WHAT YOU ARE ASKED TO DO
Could you write out again the stretch of the records from the start through the line containing "26,47 -> 37,55", requests included, and shift every coordinate in its answers up by 6?

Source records
+++
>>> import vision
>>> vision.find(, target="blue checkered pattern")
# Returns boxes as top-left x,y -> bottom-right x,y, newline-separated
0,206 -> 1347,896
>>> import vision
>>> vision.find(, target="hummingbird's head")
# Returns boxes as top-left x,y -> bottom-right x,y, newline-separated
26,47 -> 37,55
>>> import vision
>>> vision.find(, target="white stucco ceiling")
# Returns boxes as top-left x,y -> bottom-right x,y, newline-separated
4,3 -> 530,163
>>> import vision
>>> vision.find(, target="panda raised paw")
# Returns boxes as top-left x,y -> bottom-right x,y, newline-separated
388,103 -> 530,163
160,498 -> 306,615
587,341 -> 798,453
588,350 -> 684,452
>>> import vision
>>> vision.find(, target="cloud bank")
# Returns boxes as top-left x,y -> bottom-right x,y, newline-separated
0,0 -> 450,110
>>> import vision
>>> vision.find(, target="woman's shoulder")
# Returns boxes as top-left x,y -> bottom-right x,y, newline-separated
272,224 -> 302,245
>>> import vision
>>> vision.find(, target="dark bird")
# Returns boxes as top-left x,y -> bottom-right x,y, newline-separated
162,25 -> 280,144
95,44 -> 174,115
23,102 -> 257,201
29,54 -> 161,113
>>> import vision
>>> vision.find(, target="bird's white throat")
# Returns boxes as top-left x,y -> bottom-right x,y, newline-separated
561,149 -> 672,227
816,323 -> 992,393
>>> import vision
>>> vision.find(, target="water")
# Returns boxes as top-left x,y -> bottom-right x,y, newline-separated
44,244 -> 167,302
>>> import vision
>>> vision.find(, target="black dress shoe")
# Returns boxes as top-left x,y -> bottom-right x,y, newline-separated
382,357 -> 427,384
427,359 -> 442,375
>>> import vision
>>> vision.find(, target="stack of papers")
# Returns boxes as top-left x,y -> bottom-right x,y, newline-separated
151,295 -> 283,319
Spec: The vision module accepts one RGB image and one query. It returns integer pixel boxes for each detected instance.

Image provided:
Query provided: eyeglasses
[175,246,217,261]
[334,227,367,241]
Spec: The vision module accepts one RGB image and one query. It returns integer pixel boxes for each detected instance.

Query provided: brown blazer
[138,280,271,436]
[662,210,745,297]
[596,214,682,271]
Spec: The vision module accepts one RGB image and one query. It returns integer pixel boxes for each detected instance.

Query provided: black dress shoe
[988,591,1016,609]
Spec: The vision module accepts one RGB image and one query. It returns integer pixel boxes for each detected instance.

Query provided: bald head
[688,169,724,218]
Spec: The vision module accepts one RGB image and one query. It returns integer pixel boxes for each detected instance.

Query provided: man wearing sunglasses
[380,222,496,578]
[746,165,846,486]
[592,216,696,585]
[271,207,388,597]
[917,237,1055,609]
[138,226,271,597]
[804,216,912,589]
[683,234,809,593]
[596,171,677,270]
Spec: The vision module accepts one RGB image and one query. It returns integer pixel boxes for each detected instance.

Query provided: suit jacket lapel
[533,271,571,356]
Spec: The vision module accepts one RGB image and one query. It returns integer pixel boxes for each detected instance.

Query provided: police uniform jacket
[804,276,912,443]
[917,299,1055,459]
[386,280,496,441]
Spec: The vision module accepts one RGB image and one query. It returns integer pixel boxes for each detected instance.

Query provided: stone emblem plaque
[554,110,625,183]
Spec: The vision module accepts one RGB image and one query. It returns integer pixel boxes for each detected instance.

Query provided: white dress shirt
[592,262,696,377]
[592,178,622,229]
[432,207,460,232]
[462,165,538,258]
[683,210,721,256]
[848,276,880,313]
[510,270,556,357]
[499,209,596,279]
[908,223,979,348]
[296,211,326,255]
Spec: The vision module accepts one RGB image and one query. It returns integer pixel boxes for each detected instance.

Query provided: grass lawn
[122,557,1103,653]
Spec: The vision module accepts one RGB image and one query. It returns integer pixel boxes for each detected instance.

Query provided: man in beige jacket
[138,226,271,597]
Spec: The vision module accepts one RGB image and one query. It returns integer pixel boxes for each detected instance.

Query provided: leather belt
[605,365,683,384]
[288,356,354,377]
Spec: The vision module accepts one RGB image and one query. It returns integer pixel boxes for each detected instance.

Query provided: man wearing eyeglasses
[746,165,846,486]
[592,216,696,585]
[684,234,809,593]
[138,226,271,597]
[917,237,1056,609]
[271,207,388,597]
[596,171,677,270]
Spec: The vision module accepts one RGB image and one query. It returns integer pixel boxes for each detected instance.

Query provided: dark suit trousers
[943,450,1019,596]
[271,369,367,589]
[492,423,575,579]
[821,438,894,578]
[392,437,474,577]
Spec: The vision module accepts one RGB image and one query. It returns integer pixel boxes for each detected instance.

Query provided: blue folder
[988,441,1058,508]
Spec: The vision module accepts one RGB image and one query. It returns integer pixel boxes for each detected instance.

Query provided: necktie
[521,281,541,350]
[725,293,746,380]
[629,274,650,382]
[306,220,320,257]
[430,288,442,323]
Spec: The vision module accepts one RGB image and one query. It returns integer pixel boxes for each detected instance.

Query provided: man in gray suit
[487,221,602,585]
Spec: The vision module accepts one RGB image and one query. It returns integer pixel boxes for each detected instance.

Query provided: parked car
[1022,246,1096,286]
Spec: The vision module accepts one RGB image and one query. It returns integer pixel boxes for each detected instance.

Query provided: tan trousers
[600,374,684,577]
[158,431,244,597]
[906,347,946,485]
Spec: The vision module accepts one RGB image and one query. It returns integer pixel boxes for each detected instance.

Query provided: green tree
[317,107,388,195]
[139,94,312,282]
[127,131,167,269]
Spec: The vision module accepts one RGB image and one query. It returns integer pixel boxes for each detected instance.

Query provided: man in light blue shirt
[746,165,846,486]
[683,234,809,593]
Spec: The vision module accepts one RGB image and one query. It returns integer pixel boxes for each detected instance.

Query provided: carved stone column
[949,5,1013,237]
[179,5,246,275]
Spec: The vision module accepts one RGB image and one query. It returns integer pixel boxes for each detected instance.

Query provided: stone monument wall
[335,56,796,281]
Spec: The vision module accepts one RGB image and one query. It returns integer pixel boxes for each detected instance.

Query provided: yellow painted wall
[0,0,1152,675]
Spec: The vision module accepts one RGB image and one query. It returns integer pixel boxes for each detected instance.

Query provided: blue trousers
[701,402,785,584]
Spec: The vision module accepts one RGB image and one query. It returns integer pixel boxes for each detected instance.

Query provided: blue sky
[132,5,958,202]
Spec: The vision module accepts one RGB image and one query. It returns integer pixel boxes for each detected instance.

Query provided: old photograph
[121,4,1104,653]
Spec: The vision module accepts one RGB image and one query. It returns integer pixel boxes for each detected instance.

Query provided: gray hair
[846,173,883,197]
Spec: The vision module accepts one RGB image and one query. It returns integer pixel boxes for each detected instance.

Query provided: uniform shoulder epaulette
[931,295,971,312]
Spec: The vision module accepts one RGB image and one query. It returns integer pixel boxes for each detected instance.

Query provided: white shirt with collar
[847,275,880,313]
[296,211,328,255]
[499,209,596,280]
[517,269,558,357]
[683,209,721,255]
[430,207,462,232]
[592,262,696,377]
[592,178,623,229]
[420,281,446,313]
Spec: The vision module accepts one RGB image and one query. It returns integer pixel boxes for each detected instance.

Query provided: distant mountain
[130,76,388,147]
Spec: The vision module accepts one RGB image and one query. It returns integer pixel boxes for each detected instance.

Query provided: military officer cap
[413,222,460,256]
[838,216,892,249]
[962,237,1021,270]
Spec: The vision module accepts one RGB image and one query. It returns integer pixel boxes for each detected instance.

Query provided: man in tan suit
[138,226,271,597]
+++
SOLUTION TO THIS TASK
>>> import vision
>>> vision.find(, target="blue checkered pattern")
# Returns boxes as top-left x,y -> bottom-right x,y, newline-separated
6,212 -> 1353,902
>>> import vision
>>> vision.find(, target="hummingbird's head")
# Returns boxes as top-left x,y -> bottom-right x,y, newline-separated
32,53 -> 43,61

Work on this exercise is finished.